Photo object-pointing listing:
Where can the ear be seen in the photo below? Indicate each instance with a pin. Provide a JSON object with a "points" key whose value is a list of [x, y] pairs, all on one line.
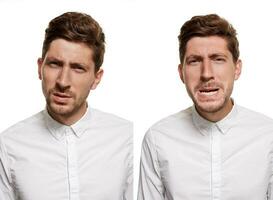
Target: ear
{"points": [[180, 70], [238, 69], [40, 63], [98, 76]]}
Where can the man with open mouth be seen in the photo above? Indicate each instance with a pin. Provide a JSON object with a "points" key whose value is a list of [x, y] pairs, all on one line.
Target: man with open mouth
{"points": [[214, 150]]}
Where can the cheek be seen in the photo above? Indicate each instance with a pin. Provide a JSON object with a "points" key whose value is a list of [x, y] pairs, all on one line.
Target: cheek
{"points": [[191, 78]]}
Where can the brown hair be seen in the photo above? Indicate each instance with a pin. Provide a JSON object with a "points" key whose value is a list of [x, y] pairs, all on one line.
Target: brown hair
{"points": [[208, 25], [77, 27]]}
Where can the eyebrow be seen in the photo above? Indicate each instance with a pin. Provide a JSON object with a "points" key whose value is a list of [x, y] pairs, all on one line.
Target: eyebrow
{"points": [[60, 62], [211, 56]]}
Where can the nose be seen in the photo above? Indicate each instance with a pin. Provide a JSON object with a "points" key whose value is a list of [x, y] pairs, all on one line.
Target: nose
{"points": [[206, 71], [63, 80]]}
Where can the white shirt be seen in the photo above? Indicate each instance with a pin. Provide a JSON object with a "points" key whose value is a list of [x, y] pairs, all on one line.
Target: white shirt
{"points": [[186, 157], [41, 159]]}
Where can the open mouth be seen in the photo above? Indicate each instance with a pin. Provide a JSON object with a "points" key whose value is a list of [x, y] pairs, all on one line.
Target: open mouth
{"points": [[208, 91], [61, 95]]}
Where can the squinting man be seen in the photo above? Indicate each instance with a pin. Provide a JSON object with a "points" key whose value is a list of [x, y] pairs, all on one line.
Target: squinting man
{"points": [[215, 149], [68, 151]]}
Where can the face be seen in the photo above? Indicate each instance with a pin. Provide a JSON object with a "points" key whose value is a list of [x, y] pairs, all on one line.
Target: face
{"points": [[68, 74], [209, 72]]}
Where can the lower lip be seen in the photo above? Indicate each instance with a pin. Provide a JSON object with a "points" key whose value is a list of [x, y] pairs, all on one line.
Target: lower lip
{"points": [[60, 100], [207, 95]]}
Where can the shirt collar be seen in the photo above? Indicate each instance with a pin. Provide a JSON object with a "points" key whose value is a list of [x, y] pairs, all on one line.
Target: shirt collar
{"points": [[224, 125], [59, 130]]}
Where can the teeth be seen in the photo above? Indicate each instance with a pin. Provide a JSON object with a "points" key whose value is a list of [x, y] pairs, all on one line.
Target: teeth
{"points": [[208, 93]]}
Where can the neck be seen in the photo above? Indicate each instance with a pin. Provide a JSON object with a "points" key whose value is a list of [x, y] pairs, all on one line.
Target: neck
{"points": [[68, 118], [217, 115]]}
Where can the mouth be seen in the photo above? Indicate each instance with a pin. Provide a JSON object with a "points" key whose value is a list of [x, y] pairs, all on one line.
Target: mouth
{"points": [[208, 91], [61, 98], [61, 95]]}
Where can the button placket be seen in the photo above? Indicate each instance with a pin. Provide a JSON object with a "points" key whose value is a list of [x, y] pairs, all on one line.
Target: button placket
{"points": [[215, 163], [72, 166]]}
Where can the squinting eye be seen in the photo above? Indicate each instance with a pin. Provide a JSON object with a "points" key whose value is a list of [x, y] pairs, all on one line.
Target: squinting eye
{"points": [[53, 64], [220, 60], [79, 69], [192, 62]]}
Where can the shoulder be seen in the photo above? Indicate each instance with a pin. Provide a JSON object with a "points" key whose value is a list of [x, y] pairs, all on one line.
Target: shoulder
{"points": [[99, 116], [24, 125], [253, 116], [182, 117], [171, 125]]}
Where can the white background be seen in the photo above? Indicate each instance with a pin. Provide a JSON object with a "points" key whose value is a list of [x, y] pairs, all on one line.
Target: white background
{"points": [[141, 82]]}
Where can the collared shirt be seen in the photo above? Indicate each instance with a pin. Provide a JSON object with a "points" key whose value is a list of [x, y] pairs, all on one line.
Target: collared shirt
{"points": [[186, 157], [41, 159]]}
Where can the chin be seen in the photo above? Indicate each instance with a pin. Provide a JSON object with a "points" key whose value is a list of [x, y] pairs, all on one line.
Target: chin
{"points": [[60, 109], [210, 106]]}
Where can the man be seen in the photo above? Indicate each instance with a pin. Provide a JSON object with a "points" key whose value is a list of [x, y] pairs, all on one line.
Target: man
{"points": [[69, 151], [214, 149]]}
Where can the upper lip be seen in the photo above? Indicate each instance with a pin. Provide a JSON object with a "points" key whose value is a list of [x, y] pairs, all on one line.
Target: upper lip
{"points": [[208, 89], [60, 94]]}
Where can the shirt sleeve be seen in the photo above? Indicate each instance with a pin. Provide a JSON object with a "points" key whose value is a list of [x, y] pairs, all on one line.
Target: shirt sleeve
{"points": [[6, 190], [150, 183], [128, 192]]}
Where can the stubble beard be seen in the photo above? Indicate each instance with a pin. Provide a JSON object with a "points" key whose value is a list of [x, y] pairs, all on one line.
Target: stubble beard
{"points": [[66, 110]]}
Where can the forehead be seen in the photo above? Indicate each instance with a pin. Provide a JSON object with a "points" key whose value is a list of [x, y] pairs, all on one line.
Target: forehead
{"points": [[206, 45], [70, 51]]}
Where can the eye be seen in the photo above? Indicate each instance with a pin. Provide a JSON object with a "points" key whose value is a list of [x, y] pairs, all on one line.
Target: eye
{"points": [[219, 59], [78, 68], [53, 64], [193, 62]]}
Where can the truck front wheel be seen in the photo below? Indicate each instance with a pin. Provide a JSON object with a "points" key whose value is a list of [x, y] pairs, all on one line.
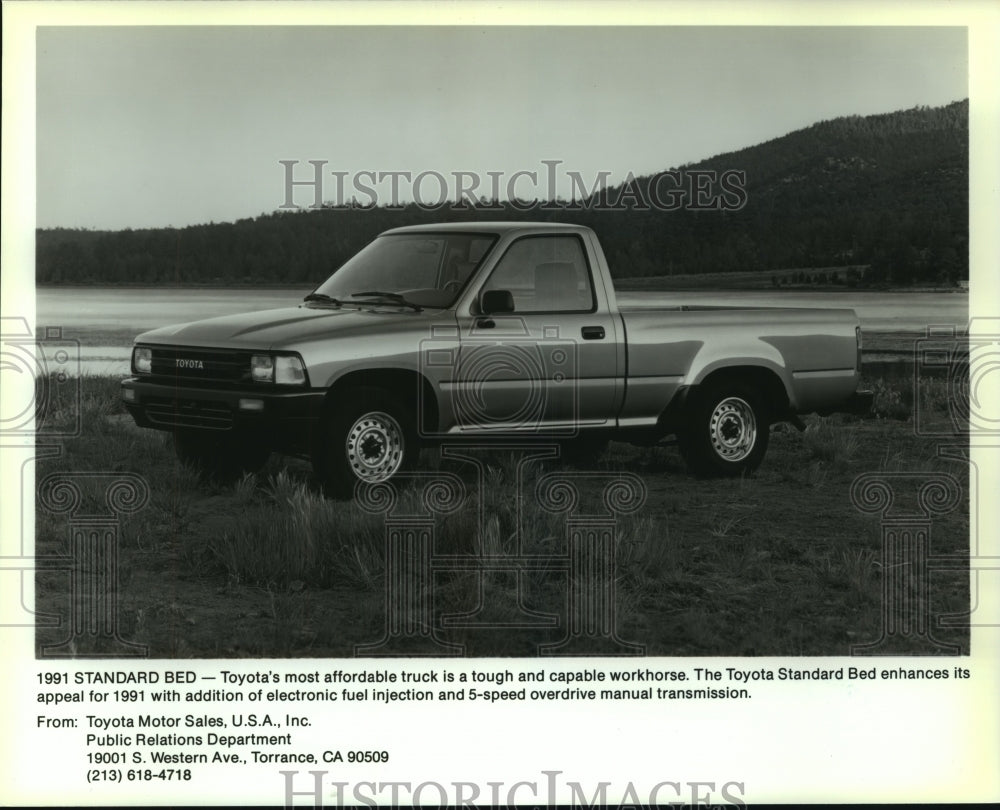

THE EXERCISE: Copy the listing above word for word, leaving out the pictures.

REPLY TO THE TASK:
Where can the ear be seen in the photo below? Indicate each instance with a pin. Provide a JSON object with a "points" key whose value is a list of [x, y] pairs, all on one line.
Target: ear
{"points": [[180, 70], [238, 69], [40, 63], [98, 76]]}
Where can the man with open mouth be seen in the photo above? Indicate each instance with a pin. Provide a JSON object with a "points" key whose value is a list of [x, y] pairs, all on one line.
Target: man with open mouth
{"points": [[214, 150]]}
Where can the cheek be seen in the photo above? Indicate each instance with a pin. Provide a JSON object with a "points" key whose value is a list of [x, y] pairs, all on one line.
Target: cheek
{"points": [[191, 78]]}
Where can the brown hair be seen in the photo above? Indicate each instance with a pin. Provide a JSON object with a "points" key whose value is a list of [x, y] pairs, all on one line.
Target: brown hair
{"points": [[208, 25], [77, 27]]}
Where can the eyebrow be seen in the photo above? Indicate each instance with a pin. Provide a JSON object with a "points" key whose value is a list of [x, y] pairs, all on one line.
Target: eyebrow
{"points": [[60, 62], [211, 56]]}
Where can the nose be seen in the photo above? Indicate each instance with a pin. Provide a JSON object with a "points" key whose value is a list of [x, y] pairs, all on one line.
Target: nose
{"points": [[206, 71], [63, 80]]}
Where can the white shirt be seen in the photo above? Indicate each instance with a pin. Provide a JSON object with a "points" key whose value is a list of [x, y] pairs, all on one line.
Target: white shirt
{"points": [[186, 157], [41, 159]]}
Where can the open mouth be seen in the photo above? Indicate each instance with a pin. Provide a JSON object with a "points" key whose value is a list of [x, y] pairs, all on one line.
Target: open mouth
{"points": [[208, 91], [61, 95]]}
Where can the squinting man be seen in the photo above? Indicate each instance with a pin. Provide a JSON object with a "points" key whose value is a list of [x, y] pairs, all on one line.
Target: squinting man
{"points": [[215, 149], [68, 151]]}
Where can the face be seen in the photo above? Indicate each instance with a pin. Provide a JSON object with a "points" key whose value is a list of [x, y] pairs, all on one line.
Target: face
{"points": [[68, 74], [209, 72]]}
Where can the lower lip be seen in the photo above? Indicate each instance with a pin. Provide a JSON object with a "points" key whose value is a list of [x, y] pairs, all on one line.
Target: lower lip
{"points": [[60, 100], [207, 95]]}
Where can the shirt collar be seen in the photo above? Indicate each instance with a pin. Provide a JSON object with a "points" key whose value is a list of [x, y] pairs, all on one line.
Target: shirt collar
{"points": [[224, 125], [59, 130]]}
Where can the teeth be seen in the photo above? Indicate each instance with a pin. Provide a JSON object with a "points" key whose value is a list of [x, y] pairs, all on one line.
Target: teeth
{"points": [[208, 93]]}
Where can the neck be seen in the photo above? Indicate each instance with a pin. Provide a JSON object with a "points" key whose value is a list of [x, y] pairs, all on one line.
Target: neck
{"points": [[68, 118], [217, 115]]}
Where can the mouth be seen in the photo above? Indicate each instance with a pin. Provide a JSON object with a "points" key whose value is a list of [x, y] pairs, all on one line.
Target: mouth
{"points": [[208, 91], [61, 98], [61, 95]]}
Where can the button placket be seen in the photo above? Indicate each instance with a pin. Provide a JSON object with a "points" key whose value is a list of [x, y] pairs, all on one line.
Target: button placket
{"points": [[215, 163], [72, 166]]}
Where can the squinting eye be seen in the photo above? Indicate each instance with a pin. Provide a JSON object with a "points" key whose value is a list of [x, y] pairs, all on one line.
Target: squinting eye
{"points": [[53, 64], [220, 60], [79, 69], [192, 62]]}
Where can the shoulder be seen in the photo above? Indicate each instance with a pin. Provide a JSON object with a "points" key whose value is a list of [x, y] pairs, all on one line.
Target: shoulder
{"points": [[99, 116], [24, 125], [253, 116], [182, 117], [171, 125]]}
Where can the white background be seen in the photo above? Indicate each instance with a pin. Provide a JSON object with a "points" key whose value is a list of [x, y] pairs, all on one line.
Target: white background
{"points": [[141, 82]]}
Where can the collared shirt be seen in the photo above? Indicate each instance with a pin. Provide a JSON object with a "points" key whose value is a list of [x, y] pairs, all on one line.
Target: collared shirt
{"points": [[186, 157], [41, 159]]}
Where can the chin be seen in the photo above? Indicate each instance with a pin. Provide a JSON object with a "points" key whose value is a list of [x, y] pairs, all on one line.
Target: chin
{"points": [[60, 109], [210, 106]]}
Where can the man be seen in the photo above? Indicate each instance with a pin. Provide a JSON object with a "points" key whose value is a list of [x, y] pairs, all on one line.
Target: man
{"points": [[69, 151], [214, 149]]}
Where can the upper lip be seen in the photo above? Indicate each instance with a pin. Provide a JSON object with a "points" key whose value is a list of [x, y] pairs, all on one line.
Target: upper lip
{"points": [[208, 89], [60, 94]]}
Where can the shirt sleeve be seen in the photo above? Indicate each instance with a pin. Provide a JSON object with a "points" key whose value is a list of [x, y] pairs, all on one line.
Target: shirt sleeve
{"points": [[6, 190], [150, 183], [128, 192]]}
Where can the stubble beard be seen in the photo above? Indicate each instance with a pin. Provide a JSON object with a "points" key whose value is a list of [x, y] pairs, all on one line.
Target: stubble beard
{"points": [[66, 110]]}
Where can the forehead be seen in the photo above? Indicate each instance with a pin. Provide a JSON object with a "points" key whose value is a list of [x, y] pairs, all on one line.
Target: forehead
{"points": [[206, 45], [70, 51]]}
Where can the eye be seen in the photo above? Indicate each instance with a pin. Provide a JSON object with a "points" key whose value is a list of [x, y] pairs, all on one line.
Target: eye
{"points": [[219, 59], [78, 68], [53, 64], [193, 62]]}
Where can the truck front wheel be seen in the photo below? Indicate each instance with a pin. Provide a JSON object with a "points" key whose value is a list of [x, y] pairs, all on one line.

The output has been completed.